◆ Referring expression data:
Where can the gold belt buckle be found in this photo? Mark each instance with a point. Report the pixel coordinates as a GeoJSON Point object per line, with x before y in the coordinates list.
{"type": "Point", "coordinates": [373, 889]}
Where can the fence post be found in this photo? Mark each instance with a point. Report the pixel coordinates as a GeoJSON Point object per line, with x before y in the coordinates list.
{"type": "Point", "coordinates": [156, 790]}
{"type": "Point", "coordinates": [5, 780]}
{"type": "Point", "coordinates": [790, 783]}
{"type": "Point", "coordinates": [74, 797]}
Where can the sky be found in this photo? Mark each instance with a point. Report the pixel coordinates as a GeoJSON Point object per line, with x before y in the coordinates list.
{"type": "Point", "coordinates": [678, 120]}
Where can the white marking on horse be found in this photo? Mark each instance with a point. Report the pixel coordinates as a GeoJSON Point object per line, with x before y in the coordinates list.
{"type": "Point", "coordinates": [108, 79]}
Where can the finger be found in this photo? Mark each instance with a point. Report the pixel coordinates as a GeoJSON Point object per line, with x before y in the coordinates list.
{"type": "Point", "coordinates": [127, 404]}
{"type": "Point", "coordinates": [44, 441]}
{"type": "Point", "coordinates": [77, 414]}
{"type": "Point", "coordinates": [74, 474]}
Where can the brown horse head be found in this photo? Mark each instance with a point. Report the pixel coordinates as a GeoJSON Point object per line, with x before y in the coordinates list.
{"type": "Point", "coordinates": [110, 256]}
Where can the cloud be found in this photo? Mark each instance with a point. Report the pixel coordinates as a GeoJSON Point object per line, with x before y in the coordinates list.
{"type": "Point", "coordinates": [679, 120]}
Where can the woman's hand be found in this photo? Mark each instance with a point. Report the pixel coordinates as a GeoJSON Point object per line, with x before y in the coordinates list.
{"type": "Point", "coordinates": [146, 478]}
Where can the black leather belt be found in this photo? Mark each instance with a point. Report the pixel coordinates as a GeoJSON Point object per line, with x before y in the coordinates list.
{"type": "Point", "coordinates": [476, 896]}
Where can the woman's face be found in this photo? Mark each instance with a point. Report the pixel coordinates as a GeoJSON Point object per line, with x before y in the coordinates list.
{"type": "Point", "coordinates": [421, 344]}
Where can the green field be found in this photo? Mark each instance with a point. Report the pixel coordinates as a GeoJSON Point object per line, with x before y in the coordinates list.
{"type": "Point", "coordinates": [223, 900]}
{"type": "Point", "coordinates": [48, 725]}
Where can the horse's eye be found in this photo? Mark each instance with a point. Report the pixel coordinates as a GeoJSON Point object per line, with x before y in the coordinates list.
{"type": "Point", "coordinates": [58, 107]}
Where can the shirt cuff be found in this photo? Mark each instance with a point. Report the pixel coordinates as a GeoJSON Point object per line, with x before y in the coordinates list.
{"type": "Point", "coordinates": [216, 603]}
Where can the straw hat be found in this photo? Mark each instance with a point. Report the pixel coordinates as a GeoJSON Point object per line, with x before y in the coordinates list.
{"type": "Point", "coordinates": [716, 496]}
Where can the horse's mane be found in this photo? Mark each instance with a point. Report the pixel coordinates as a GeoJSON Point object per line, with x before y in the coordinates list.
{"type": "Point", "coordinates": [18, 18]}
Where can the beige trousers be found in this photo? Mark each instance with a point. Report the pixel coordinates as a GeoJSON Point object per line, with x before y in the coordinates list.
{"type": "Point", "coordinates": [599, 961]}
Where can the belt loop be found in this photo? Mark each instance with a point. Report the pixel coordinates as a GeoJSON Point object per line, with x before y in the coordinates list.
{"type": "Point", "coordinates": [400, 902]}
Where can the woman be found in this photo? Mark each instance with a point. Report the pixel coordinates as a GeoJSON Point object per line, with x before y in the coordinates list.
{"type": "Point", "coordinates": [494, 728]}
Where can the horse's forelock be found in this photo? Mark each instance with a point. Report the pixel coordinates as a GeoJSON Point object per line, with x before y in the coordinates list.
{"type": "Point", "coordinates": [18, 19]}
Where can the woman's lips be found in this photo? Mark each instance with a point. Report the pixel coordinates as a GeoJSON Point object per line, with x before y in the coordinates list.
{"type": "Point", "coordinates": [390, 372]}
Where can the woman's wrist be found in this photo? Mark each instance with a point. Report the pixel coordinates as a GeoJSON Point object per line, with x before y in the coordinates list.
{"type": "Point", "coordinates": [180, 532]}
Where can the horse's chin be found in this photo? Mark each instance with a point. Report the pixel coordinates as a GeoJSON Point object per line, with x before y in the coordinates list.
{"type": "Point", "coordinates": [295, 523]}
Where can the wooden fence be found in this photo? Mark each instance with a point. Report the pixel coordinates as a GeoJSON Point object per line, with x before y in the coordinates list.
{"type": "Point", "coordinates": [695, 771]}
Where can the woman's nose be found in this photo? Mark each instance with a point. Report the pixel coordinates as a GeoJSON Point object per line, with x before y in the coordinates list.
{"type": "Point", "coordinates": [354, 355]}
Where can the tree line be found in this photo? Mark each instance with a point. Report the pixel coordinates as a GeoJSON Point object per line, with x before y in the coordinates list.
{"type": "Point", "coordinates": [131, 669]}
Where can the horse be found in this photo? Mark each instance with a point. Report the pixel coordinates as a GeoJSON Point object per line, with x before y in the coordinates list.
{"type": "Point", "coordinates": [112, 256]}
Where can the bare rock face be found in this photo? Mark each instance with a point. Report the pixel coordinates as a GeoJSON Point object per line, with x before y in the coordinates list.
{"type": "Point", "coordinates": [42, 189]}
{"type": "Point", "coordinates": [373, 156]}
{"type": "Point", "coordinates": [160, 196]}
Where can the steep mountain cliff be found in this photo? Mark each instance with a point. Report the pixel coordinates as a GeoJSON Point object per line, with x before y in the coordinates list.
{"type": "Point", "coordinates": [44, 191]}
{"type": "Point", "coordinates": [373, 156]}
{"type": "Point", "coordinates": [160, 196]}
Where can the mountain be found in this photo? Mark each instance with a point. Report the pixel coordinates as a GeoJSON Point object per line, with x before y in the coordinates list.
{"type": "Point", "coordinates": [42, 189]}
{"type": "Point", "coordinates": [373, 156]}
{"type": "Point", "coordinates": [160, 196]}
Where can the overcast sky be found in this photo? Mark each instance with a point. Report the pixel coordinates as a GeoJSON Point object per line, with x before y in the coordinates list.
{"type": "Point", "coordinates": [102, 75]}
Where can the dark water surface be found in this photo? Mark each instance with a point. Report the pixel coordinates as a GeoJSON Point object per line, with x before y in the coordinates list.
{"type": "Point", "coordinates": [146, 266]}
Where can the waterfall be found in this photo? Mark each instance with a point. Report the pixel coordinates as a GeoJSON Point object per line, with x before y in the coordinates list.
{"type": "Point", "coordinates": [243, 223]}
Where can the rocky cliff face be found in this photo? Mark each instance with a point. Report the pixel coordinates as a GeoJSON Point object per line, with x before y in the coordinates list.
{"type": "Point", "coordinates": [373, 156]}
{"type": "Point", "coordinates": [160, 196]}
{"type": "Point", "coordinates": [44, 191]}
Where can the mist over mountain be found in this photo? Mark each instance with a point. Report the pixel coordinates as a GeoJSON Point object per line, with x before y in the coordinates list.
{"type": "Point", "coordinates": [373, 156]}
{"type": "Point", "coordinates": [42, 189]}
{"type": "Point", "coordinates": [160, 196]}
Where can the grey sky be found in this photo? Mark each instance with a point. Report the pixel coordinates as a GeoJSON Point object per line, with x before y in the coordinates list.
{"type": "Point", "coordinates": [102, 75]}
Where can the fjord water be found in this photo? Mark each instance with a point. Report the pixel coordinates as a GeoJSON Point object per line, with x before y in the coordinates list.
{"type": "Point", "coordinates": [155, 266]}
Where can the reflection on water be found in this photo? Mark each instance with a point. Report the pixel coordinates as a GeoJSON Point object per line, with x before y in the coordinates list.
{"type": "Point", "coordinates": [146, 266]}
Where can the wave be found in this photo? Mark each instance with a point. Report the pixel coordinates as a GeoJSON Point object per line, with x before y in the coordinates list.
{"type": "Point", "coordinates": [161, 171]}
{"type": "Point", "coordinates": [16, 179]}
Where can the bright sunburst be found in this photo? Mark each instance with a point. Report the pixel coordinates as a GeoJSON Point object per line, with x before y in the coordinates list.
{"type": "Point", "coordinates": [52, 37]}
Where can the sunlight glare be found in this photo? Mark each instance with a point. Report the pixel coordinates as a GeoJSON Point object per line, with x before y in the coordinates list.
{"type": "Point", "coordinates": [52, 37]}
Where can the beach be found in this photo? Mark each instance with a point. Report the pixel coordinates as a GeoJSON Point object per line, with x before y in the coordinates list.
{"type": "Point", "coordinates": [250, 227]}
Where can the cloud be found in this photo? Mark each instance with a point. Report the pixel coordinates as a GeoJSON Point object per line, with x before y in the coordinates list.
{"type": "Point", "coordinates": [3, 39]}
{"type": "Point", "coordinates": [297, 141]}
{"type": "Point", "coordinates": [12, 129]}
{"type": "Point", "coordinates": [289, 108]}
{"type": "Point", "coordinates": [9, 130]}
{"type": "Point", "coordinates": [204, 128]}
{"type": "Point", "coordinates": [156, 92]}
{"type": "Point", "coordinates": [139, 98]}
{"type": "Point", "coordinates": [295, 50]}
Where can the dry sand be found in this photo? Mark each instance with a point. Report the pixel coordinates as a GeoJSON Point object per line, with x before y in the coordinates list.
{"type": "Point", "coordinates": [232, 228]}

◆ Requirement:
Send back, unchanged, every line of the records from the one with "Where can the fjord" through the last.

◆ Written answer:
Where can the fjord water be found in this photo? Mark each instance with a point. Report the pixel coordinates as a GeoJSON Point object per line, with x before y in the coordinates list.
{"type": "Point", "coordinates": [155, 266]}
Where can the reflection on water be found in this photo? Mark each instance with a point. Report the pixel coordinates as a GeoJSON Point object per line, with x before y in the coordinates list.
{"type": "Point", "coordinates": [146, 266]}
Where can the wave be found in this photo? Mark each instance with a point. Report the pixel coordinates as a GeoJSON Point object per line, with x before y in the coordinates list.
{"type": "Point", "coordinates": [161, 171]}
{"type": "Point", "coordinates": [16, 179]}
Where can the bright sunburst be found in this photo? Mark each instance with a point. Report the pixel coordinates as a GeoJSON Point object per line, with x before y in the coordinates list.
{"type": "Point", "coordinates": [52, 37]}
Where can the sunlight glare be found in this photo? Mark each instance with a point. Report the pixel coordinates as a GeoJSON Point object per line, with x before y in the coordinates list.
{"type": "Point", "coordinates": [52, 37]}
Where can the beach be found in this photo? Mark each instance with a point. Report the pixel coordinates as a GeoJSON Point object per line, with x before y in the coordinates list.
{"type": "Point", "coordinates": [250, 227]}
Where can the cloud be found in this photo? Mark each instance with a point. Report the pixel coordinates as a GeoJSON Point object per line, with x before y in the coordinates list.
{"type": "Point", "coordinates": [3, 39]}
{"type": "Point", "coordinates": [297, 141]}
{"type": "Point", "coordinates": [12, 129]}
{"type": "Point", "coordinates": [289, 108]}
{"type": "Point", "coordinates": [9, 130]}
{"type": "Point", "coordinates": [204, 128]}
{"type": "Point", "coordinates": [156, 92]}
{"type": "Point", "coordinates": [139, 98]}
{"type": "Point", "coordinates": [295, 50]}
Where can the dry sand be found in this photo? Mark each instance with a point. Report the pixel coordinates as a GeoJSON Point object per line, with x before y in the coordinates list.
{"type": "Point", "coordinates": [232, 228]}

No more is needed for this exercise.